The problem: Repeat exactly, and only, the lines from the one containing "positive clicks: (207, 398)" through the end of the records.

Collected data entries

Start of Block

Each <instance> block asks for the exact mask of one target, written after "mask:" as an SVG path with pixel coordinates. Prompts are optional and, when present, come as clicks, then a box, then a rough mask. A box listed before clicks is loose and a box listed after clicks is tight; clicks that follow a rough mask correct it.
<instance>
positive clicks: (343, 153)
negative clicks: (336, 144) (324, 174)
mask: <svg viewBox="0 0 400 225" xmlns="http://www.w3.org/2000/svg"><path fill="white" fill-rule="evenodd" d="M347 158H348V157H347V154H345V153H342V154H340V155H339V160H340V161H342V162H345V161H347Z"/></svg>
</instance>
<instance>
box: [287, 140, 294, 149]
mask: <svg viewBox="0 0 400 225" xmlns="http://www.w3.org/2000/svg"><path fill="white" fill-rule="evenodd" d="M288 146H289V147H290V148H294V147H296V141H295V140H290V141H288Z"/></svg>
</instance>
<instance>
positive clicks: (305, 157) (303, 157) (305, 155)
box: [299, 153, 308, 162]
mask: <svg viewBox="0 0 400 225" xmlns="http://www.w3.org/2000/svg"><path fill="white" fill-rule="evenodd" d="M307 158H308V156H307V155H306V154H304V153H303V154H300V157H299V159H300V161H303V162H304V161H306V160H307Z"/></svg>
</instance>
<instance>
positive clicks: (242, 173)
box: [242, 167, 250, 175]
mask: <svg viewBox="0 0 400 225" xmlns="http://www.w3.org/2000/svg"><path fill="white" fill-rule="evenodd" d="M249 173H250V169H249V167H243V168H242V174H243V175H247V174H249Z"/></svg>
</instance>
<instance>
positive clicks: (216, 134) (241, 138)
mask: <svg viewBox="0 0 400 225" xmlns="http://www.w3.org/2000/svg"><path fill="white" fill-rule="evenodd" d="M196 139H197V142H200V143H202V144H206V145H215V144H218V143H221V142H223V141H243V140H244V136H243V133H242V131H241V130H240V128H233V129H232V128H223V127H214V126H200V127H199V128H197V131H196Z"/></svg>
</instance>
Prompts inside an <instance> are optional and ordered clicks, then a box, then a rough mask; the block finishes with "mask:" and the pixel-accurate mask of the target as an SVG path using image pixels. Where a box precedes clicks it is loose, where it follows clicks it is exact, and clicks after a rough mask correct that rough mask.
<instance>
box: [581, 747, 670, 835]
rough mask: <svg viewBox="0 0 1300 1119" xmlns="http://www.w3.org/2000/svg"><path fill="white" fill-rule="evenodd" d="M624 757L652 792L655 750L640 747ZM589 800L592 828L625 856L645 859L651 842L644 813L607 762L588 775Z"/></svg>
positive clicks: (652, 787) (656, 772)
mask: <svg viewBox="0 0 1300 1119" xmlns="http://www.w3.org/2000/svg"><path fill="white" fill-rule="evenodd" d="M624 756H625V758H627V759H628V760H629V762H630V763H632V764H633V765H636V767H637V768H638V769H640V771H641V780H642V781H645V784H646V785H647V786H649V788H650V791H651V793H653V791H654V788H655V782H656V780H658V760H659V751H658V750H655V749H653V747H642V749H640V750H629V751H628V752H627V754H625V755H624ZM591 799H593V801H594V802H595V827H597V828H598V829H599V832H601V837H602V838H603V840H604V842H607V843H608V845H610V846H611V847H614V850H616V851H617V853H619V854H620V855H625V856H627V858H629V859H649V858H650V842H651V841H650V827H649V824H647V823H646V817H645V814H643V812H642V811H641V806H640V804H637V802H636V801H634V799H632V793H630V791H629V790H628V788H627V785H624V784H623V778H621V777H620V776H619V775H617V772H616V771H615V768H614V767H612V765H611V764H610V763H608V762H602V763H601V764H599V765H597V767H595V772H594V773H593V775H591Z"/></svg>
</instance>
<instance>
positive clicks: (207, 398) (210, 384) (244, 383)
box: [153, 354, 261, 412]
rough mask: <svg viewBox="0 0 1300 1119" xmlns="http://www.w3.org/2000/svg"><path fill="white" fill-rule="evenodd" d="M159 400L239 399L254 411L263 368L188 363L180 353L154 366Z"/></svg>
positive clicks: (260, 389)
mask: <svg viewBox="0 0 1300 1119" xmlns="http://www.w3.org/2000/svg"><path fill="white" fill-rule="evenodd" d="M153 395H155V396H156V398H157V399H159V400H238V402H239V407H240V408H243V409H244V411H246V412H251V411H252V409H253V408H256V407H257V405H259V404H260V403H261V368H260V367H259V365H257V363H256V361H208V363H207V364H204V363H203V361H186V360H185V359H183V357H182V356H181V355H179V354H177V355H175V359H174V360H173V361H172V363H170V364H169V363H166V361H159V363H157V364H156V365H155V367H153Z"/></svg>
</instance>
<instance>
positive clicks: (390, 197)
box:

End of Block

Answer for the task:
positive clicks: (207, 398) (210, 384) (244, 383)
box: [153, 354, 261, 412]
rough mask: <svg viewBox="0 0 1300 1119" xmlns="http://www.w3.org/2000/svg"><path fill="white" fill-rule="evenodd" d="M159 400L239 399L254 411L263 368L188 363L180 353L154 366Z"/></svg>
positive clicks: (260, 389)
mask: <svg viewBox="0 0 1300 1119" xmlns="http://www.w3.org/2000/svg"><path fill="white" fill-rule="evenodd" d="M153 395H155V396H156V398H157V399H159V400H238V402H239V407H240V408H243V409H244V411H246V412H251V411H252V409H253V408H256V407H257V405H259V404H260V403H261V368H260V367H259V365H257V363H256V361H208V363H207V364H204V363H203V361H186V360H185V359H183V357H182V356H181V355H179V354H177V355H175V359H174V360H173V361H172V363H170V364H169V363H166V361H159V363H157V364H156V365H155V367H153Z"/></svg>
</instance>
<instance>
positive clicks: (390, 197)
box:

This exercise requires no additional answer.